**WHAT YOU SHOULD DO:** Below are entries; copy exactly the lines from the one with "positive clicks: (75, 352) (183, 337)" through the one with "box: [5, 14, 500, 355]", both included, and leave out the rest.

**GIVEN DATA:**
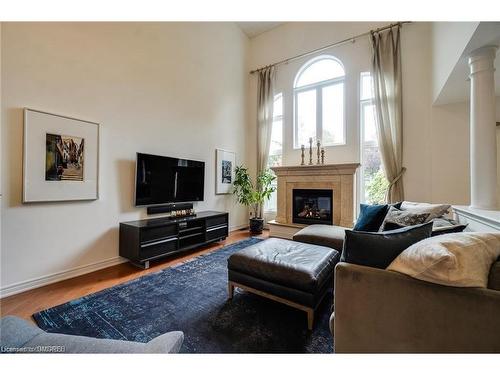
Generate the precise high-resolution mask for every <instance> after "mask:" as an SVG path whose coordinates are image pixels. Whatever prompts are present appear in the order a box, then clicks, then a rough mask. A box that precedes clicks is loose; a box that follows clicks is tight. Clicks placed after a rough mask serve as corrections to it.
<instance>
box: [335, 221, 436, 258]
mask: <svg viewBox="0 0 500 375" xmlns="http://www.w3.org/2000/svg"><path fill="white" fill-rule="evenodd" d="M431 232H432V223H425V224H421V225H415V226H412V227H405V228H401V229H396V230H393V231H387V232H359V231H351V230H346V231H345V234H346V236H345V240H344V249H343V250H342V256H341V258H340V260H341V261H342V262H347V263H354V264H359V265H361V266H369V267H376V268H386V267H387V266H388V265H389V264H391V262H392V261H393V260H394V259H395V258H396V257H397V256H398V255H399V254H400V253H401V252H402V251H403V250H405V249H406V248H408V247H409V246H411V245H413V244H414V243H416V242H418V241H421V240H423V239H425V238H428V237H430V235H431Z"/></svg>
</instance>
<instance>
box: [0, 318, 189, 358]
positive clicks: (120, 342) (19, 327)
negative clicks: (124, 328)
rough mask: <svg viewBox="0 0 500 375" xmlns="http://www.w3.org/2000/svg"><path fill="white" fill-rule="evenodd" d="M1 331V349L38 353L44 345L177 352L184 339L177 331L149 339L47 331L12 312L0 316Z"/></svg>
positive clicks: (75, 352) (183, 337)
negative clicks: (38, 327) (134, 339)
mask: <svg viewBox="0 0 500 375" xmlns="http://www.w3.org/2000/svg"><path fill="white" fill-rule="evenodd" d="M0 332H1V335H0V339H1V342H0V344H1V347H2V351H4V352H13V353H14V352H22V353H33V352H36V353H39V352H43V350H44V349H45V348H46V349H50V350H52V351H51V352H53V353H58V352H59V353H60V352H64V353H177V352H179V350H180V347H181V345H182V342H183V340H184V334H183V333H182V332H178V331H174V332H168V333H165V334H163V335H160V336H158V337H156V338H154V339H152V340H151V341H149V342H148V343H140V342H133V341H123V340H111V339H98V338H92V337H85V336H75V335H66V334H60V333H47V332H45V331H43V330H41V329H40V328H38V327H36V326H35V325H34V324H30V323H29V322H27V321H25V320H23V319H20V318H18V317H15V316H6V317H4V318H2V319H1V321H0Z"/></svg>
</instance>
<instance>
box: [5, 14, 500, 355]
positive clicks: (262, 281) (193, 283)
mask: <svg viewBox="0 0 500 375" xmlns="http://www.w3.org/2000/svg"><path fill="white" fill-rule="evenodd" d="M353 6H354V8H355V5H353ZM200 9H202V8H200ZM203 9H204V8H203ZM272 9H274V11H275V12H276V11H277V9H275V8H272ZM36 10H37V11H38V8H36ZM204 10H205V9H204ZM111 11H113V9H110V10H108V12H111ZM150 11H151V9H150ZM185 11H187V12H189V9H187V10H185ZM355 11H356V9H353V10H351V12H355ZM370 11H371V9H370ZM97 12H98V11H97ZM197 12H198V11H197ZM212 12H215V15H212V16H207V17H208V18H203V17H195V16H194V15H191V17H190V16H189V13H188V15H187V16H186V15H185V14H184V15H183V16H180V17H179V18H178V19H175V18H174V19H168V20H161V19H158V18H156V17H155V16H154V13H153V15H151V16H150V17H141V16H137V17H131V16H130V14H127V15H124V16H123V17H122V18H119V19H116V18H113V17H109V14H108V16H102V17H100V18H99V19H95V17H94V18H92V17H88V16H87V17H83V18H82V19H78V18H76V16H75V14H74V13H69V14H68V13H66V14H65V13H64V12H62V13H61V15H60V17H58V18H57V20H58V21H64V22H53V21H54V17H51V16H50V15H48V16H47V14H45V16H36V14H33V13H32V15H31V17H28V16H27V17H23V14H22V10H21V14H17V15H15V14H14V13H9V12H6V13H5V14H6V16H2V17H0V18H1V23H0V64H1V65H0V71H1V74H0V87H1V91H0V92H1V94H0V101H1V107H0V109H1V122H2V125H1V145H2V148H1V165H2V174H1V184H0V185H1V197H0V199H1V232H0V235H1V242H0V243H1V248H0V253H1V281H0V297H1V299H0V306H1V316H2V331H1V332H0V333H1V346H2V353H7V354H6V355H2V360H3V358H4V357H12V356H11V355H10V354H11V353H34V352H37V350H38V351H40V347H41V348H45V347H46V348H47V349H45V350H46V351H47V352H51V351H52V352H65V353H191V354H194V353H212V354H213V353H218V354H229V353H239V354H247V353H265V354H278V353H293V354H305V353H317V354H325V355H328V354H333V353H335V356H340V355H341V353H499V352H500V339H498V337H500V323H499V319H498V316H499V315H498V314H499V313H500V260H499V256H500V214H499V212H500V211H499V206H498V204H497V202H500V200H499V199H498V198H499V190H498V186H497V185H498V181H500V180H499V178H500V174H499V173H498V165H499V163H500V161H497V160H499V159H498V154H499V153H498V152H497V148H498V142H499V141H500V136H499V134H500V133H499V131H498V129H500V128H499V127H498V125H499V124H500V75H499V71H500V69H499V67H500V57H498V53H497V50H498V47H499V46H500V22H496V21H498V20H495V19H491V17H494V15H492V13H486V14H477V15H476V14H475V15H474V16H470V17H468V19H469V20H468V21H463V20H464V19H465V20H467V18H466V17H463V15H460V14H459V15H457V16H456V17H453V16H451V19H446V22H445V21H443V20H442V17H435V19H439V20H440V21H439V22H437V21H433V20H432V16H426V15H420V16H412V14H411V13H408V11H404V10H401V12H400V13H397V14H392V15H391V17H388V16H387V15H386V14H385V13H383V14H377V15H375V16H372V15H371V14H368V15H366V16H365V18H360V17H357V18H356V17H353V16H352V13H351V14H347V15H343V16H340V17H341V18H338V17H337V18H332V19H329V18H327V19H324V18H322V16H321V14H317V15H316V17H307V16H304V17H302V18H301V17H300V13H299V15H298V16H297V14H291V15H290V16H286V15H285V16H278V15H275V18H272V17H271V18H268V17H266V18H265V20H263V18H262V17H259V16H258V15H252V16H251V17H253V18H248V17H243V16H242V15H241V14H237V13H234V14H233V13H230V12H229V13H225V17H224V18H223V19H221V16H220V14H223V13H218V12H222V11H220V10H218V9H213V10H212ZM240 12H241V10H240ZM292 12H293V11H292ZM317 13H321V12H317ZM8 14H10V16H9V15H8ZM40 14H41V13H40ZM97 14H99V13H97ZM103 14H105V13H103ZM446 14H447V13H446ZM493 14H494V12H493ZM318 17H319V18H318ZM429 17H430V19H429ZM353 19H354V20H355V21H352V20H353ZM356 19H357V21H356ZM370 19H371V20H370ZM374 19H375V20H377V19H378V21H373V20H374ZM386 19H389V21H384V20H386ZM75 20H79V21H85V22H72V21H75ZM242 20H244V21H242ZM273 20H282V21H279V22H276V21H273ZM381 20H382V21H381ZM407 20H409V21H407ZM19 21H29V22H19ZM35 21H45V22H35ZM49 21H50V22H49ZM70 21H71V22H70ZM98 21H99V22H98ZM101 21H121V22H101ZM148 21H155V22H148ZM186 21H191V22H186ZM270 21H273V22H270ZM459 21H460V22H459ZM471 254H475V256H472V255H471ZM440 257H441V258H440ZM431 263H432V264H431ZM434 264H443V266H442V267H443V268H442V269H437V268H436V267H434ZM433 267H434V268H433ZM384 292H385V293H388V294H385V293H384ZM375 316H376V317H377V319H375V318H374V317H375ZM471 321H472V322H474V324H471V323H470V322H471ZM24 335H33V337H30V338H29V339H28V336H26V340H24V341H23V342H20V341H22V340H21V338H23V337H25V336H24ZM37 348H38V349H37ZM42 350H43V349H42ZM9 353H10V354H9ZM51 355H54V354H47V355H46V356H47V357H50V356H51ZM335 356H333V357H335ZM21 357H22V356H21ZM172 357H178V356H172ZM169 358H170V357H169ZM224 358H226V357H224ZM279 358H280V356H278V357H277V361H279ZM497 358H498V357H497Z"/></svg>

**YOUR SOLUTION:**
positive clicks: (75, 352) (183, 337)
negative clicks: (38, 327) (134, 339)
mask: <svg viewBox="0 0 500 375" xmlns="http://www.w3.org/2000/svg"><path fill="white" fill-rule="evenodd" d="M0 332H1V335H0V339H1V342H0V344H1V347H2V351H4V352H13V353H14V352H22V353H33V352H36V353H39V352H43V350H44V349H45V348H46V349H50V350H52V351H51V352H53V353H58V352H59V353H60V352H64V353H177V352H179V350H180V347H181V345H182V342H183V340H184V334H183V333H182V332H178V331H174V332H168V333H165V334H163V335H160V336H158V337H156V338H154V339H152V340H151V341H149V342H148V343H140V342H133V341H123V340H111V339H98V338H92V337H85V336H75V335H66V334H60V333H47V332H45V331H43V330H41V329H40V328H38V327H36V326H35V325H34V324H30V323H29V322H27V321H25V320H23V319H20V318H18V317H15V316H6V317H4V318H2V319H1V321H0Z"/></svg>
</instance>
<instance>
box: [5, 14, 500, 355]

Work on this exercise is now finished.